◆ REQUIRED WORK:
A. In the news report about Cho Seung-Hui below, condense the paragraph beginning "The Chicago Tribune reported on its Web site" into a short bulleted list that keeps its main facts.
B. Extend the news report about Cho Seung-Hui below with a few more sentences, starting right after its final quotation.

** SELECTED EXCERPT follows **

A chilling picture emerged today of Cho Seung-Hui — a 23-year-old senior majoring in English — a day after the bloodbath that left 33 people dead, including Cho, who killed himself as police closed in.We may never know if Seung-Hui suffered from a brain tumor, along the lines of Charles Whitman, but all the signs of an imploding personality consistent with some kind of neurological malady showed before the shooting.
News reports said that he may have been taking medication for depression and that he was becoming increasingly violent and erratic....
Professor Carolyn Rude, chairwoman of the university's English department, said Cho's writing was so disturbing that he had been referred to the university's counseling service.
"Sometimes, in creative writing, people reveal things and you never know if it's creative or if they're describing things, if they're imagining things or just how real it might be," Rude said. "But we're all alert to not ignore things like this...."
The Chicago Tribune reported on its Web site that the note railed against "rich kids," "debauchery" and "deceitful charlatans" on campus. ABC, citing law enforcement sources, said that the note, several pages long, explains Cho's actions and says, "You caused me to do this."
Citing unidentified sources, the Tribune also said Cho had recently set a fire in a dorm room and had stalked some women....
In a small department, Cho distinguished himself for being anonymous. "He didn't reach out to anyone. He never talked," Poole said.
"We just really knew him as the question mark kid," Poole said.

** End of SELECTED EXCERPT **
** DATA follows **

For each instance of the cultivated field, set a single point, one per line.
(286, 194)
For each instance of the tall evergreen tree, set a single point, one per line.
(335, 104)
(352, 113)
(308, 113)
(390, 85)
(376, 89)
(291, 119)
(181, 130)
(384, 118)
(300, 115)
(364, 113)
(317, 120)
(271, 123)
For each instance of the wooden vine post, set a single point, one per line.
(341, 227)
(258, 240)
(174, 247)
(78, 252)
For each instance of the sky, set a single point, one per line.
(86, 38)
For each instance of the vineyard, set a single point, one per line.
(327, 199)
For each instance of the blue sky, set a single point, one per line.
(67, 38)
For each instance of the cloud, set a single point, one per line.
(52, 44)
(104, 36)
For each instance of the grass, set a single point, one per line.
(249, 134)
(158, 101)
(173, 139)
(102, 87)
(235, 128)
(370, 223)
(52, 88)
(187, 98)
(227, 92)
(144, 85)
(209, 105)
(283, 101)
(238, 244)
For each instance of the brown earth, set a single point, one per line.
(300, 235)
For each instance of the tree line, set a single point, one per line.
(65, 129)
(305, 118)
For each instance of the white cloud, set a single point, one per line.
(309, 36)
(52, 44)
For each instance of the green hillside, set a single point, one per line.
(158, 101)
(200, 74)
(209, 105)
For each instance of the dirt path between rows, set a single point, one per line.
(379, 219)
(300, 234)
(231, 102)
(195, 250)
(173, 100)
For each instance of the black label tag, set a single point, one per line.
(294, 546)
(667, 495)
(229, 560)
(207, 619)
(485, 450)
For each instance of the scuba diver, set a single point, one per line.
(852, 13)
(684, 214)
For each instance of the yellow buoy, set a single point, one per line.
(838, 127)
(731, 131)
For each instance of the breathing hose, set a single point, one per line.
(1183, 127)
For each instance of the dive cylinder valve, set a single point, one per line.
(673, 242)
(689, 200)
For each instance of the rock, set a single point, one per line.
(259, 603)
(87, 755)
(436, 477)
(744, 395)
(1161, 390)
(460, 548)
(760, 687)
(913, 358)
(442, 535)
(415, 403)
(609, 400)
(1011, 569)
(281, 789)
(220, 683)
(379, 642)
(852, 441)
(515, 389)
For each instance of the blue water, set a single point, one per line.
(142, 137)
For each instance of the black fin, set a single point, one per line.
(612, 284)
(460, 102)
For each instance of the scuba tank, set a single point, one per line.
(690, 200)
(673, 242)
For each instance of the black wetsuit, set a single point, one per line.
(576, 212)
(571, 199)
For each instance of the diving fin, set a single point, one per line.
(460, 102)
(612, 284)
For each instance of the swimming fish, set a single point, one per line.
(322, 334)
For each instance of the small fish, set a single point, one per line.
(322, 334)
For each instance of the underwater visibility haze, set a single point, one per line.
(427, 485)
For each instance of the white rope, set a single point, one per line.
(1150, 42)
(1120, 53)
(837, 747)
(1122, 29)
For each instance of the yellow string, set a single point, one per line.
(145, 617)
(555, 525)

** End of DATA **

◆ RESPONSES PER TASK:
A.
- The Chicago Tribune reported on its website that the note railed against "rich kids," "debauchery" and "deceitful charlatans" on campus.
- ABC, citing law enforcement sources, said the note was several pages long.
- According to ABC, the note explains Cho's actions and says, "You caused me to do this."

B.
Neurological speculation aside, as an English teacher, I wrestle with the issue raised by Carolyn Rude. The writer with a twisted imagination is sometimes just that--we don't arrest Stephen King or Dean Koontz for attempted murder. But the signs were strong enough that teachers recognized something beyond twisted. I can only hope that, as I interact with students in class and on the page, I have the wisdom to distinguish dark fancy from despair.
Update: The story takes another bizarre turn.
NBC said that a time stamp on the package indicated the material was mailed in the two-hour window between the first burst of gunfire in a high-rise dormitory and the second fusillade, at a classroom building. Thirty-three people died in the rampage, including the gunman, 23-year-old student Cho Seung-Hui, who committed suicide.
The package included digital images of him holding weapons and a manifesto that "rants against rich people and warns that he wants to get even," according to a law enforcement official who spoke to The Associated Press on condition of anonymity because he was not authorized to speak about the case.
MSNBC said that the package included a CD-ROM on which Cho read his manifesto.